**Records to use:**
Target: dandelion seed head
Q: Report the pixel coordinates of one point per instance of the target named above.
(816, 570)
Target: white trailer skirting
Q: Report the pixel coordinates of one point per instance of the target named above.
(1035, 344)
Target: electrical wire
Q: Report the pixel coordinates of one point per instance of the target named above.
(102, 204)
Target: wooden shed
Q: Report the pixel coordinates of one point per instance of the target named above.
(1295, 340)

...

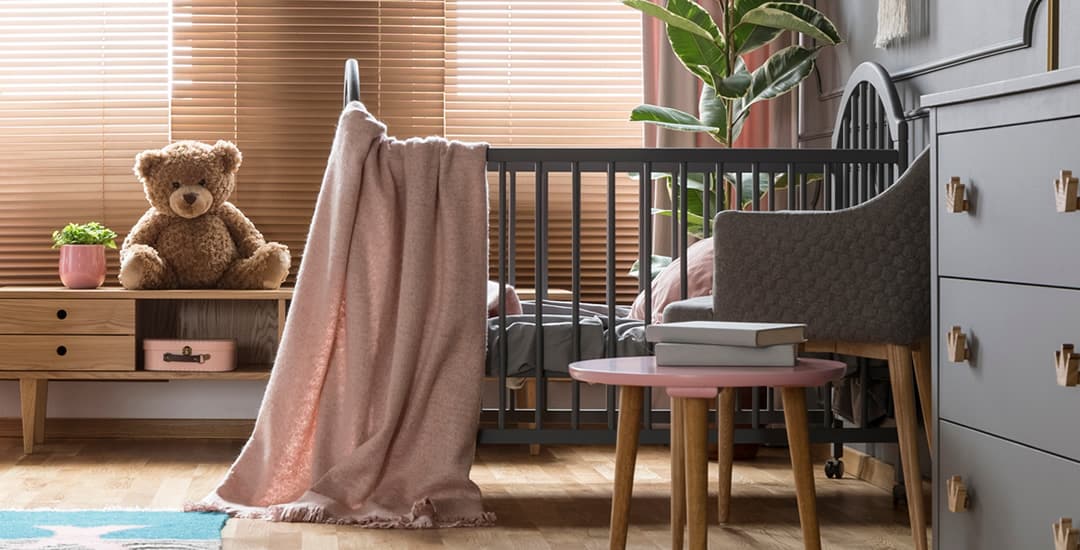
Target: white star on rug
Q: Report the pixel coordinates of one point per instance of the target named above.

**Problem requirements:** Lay out the stretch from the line containing "Target: wooden shed" through the line containing "(1295, 340)" as a JSON list of strings, with one string per line and blank lines omitted.

**Reply to the exercise:**
[
  "Target: wooden shed",
  "Q: Report the pixel coordinates of one point per instance of the target named above.",
  "(1295, 340)"
]